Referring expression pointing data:
§

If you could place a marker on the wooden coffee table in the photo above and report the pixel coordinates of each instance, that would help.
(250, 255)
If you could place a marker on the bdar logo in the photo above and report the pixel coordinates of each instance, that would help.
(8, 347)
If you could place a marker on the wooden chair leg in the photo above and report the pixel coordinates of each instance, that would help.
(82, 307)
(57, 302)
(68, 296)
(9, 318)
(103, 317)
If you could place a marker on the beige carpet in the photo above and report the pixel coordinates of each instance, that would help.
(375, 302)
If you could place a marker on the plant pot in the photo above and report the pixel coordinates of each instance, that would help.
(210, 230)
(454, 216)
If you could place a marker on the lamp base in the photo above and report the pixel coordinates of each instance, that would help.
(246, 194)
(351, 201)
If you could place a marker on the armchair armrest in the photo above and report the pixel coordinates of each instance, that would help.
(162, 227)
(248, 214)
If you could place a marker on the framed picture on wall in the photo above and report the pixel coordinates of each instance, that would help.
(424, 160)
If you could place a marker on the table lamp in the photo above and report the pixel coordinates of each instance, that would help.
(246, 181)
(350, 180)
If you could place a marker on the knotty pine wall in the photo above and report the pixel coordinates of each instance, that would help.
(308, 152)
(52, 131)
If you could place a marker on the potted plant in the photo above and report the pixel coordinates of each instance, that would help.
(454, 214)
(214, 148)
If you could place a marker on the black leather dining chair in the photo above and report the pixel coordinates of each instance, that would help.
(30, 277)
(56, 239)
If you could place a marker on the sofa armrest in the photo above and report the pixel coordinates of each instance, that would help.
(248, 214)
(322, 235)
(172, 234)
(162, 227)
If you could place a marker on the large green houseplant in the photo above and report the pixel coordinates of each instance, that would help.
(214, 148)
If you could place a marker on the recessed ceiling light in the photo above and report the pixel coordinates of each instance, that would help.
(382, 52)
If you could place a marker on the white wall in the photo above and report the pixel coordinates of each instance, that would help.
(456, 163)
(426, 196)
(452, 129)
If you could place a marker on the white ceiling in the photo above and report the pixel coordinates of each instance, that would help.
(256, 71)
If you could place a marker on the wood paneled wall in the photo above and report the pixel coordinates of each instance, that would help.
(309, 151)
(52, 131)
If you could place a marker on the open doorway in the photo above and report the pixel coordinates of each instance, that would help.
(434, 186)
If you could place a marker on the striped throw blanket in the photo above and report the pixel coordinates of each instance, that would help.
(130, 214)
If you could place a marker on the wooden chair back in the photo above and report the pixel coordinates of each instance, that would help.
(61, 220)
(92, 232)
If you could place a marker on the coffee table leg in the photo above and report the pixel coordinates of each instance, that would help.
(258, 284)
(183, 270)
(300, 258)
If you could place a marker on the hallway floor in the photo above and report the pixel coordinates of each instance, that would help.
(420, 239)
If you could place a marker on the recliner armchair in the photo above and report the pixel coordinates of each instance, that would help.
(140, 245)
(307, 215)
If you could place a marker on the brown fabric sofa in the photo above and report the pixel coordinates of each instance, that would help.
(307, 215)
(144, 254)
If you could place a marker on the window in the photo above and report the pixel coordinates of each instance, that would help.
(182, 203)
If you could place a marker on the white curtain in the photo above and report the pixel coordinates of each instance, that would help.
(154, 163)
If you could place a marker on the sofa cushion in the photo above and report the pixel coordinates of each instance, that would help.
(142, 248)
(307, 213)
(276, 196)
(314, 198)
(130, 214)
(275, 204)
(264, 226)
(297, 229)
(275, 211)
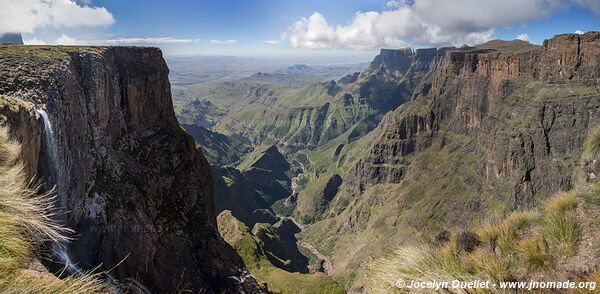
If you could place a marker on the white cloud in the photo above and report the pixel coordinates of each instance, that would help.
(67, 40)
(523, 37)
(593, 5)
(34, 41)
(161, 40)
(26, 16)
(421, 22)
(223, 42)
(394, 3)
(271, 42)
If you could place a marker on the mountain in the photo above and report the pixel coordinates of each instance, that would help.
(11, 38)
(133, 185)
(219, 149)
(490, 129)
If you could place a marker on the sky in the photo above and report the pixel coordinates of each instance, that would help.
(272, 28)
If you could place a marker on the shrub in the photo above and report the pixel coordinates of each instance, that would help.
(535, 252)
(562, 232)
(592, 144)
(562, 203)
(25, 222)
(467, 241)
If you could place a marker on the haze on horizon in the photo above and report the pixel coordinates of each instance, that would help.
(349, 31)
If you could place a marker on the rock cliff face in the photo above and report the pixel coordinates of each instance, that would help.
(11, 38)
(138, 190)
(525, 108)
(399, 59)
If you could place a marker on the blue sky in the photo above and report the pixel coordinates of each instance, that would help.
(282, 28)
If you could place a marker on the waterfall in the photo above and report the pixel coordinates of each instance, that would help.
(51, 152)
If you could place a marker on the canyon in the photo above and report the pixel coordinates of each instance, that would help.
(139, 192)
(303, 186)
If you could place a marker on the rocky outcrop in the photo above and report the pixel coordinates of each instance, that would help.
(525, 108)
(393, 59)
(139, 191)
(270, 173)
(11, 38)
(27, 128)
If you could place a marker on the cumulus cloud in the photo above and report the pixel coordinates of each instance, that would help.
(422, 22)
(593, 5)
(34, 41)
(523, 37)
(26, 16)
(223, 42)
(271, 42)
(68, 40)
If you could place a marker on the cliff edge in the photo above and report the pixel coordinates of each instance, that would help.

§

Work instruction: For each entry above, write it out again exactly but leave out any picture.

Response area:
If you could place a marker on the wooden coffee table in the photo above and report the pixel coordinates of each instance, that would help.
(250, 255)
If you could place a marker on the bdar logo in the photo above and report the pixel coordinates of each instance, that would help.
(8, 347)
If you could place a marker on the wooden chair leg in the photo above and report the pixel coordinates of each instance, that would help.
(82, 307)
(57, 302)
(68, 296)
(9, 318)
(103, 317)
If you could place a marker on the beige carpet in the photo above and report the pixel coordinates of each instance, that would help.
(375, 302)
If you could place a marker on the plant pot in the photo above and report the pixel coordinates of each instance, that would help.
(210, 230)
(454, 216)
If you could place a marker on the lamp base in the photo above and report the pixel coordinates of each instance, that would help.
(246, 194)
(351, 201)
If you could place a marker on the armchair armrest in the photo above and report the pixel coordinates of each instance, that would help.
(162, 227)
(248, 214)
If you could place a marker on the framed picture on wall in the photo above and report the pixel coordinates of each instance, that would help.
(424, 160)
If you could place a marker on the table lamp in the photo above and report the pixel coordinates of each instance, that would help.
(246, 181)
(350, 180)
If you could place a marker on the knotty pine wall in the photo above and report the pixel coordinates of each instance, that would help.
(308, 152)
(52, 131)
If you could place a marker on the potted plant in the photo above and report the pixel coordinates of each instance, that would help.
(454, 214)
(214, 148)
If you could place a marker on the black leather dining chair in the photo above and report the pixel coordinates of each instance, that would help.
(30, 277)
(56, 239)
If you could place a marker on the sofa armrest in the photo above and report the pixel coordinates of each instance, that would help.
(248, 214)
(322, 235)
(172, 234)
(162, 227)
If you could place a marker on the large green houseplant in the photo above and report the pixel coordinates of each instance, that would help.
(214, 148)
If you could place a marker on the recessed ceiling light in the photo above and report the pixel coordinates of each instance, that would help.
(382, 52)
If you could place a marker on the white wall in the photo above and report the pixel coordinates of each instance, that would help.
(456, 163)
(426, 196)
(452, 129)
If you could place a marker on the white ceiling in the photo above and report the pixel coordinates of each instance, that would help.
(256, 71)
If you could place a marker on the wood paneled wall in the photo above and report the pixel coordinates of each instance, that would help.
(309, 151)
(52, 131)
If you could place a marker on the open doorway in the photo above and report the pixel coordinates of each instance, that would help.
(434, 186)
If you could place a marker on the striped throw blanket in the photo above and report the pixel coordinates of each instance, that would help.
(130, 214)
If you could place a marker on the wooden chair back in the photo above and report the pixel coordinates of each instance, that would help.
(61, 220)
(92, 232)
If you could place a marker on the coffee table leg in the photo above and report the pixel coordinates of each instance, that would help.
(258, 284)
(183, 270)
(300, 258)
If you could place a marker on the hallway floor in the photo above and report the pixel coordinates of each instance, that would help.
(420, 239)
If you could place a marker on the recliner armchair in the photo above and report the pixel coordinates of each instance, that would help.
(140, 245)
(307, 215)
If you could place a marker on the brown fabric sofa in the photo above and report the pixel coordinates of each instance, that would help.
(307, 215)
(144, 254)
If you could place a marker on the window in the photo above and report the pixel coordinates of each instance, that would help.
(182, 203)
If you could place a marker on the white curtain in the photo above and report the pixel coordinates of each instance, that would help.
(154, 163)
If you could place a marker on the sofa cushion in the photo above and report the pixel coordinates of each instance, that would help.
(142, 248)
(307, 213)
(276, 196)
(314, 198)
(130, 214)
(275, 204)
(264, 226)
(297, 229)
(275, 211)
If you could place a marker on the white cloud in the photo above and report the pixel coordinates of each instance, that would help.
(67, 40)
(523, 37)
(593, 5)
(34, 41)
(161, 40)
(26, 16)
(421, 22)
(223, 42)
(394, 3)
(271, 42)
If you could place a marker on the mountain in the photo above and report the pixel coordinates of each instance, that would help.
(11, 38)
(133, 185)
(219, 149)
(490, 129)
If you could place a marker on the sky in the photo above and report the pixel coordinates of each instance, that would help.
(272, 28)
If you could place a marker on the shrub in the photo above and report the pixel coordinates of each instance, that would help.
(535, 252)
(562, 232)
(592, 144)
(562, 203)
(25, 222)
(467, 241)
If you could place a marker on the haze on horizon in the photo above and report the pixel coordinates of each instance, that would help.
(349, 31)
If you could place a marker on the rock cliff face in the photo above and report the pixel coordinates of each instance, that would help.
(11, 38)
(138, 190)
(525, 108)
(399, 59)
If you could place a marker on the blue sky in the photo above and report the pixel coordinates of each instance, that would help.
(282, 28)
If you could place a marker on the waterfall in the photo above and report the pixel coordinates of each instance, that would help.
(51, 152)
If you could place a marker on the canyon in the photo above and report the pixel coordinates of each instance, that would help.
(139, 192)
(303, 186)
If you could place a marker on the rocky outcrop in the photo above and report the pixel coordinates of each instance, that would help.
(525, 108)
(393, 59)
(139, 191)
(270, 173)
(11, 38)
(27, 128)
If you could place a marker on the cumulus cloud in the photo above and report the pixel coordinates of each instance, that would help.
(422, 22)
(593, 5)
(34, 41)
(523, 37)
(26, 16)
(223, 42)
(271, 42)
(68, 40)
If you could place a marker on the cliff edge in the photo above and report the pixel coordinates of each instance, that would help.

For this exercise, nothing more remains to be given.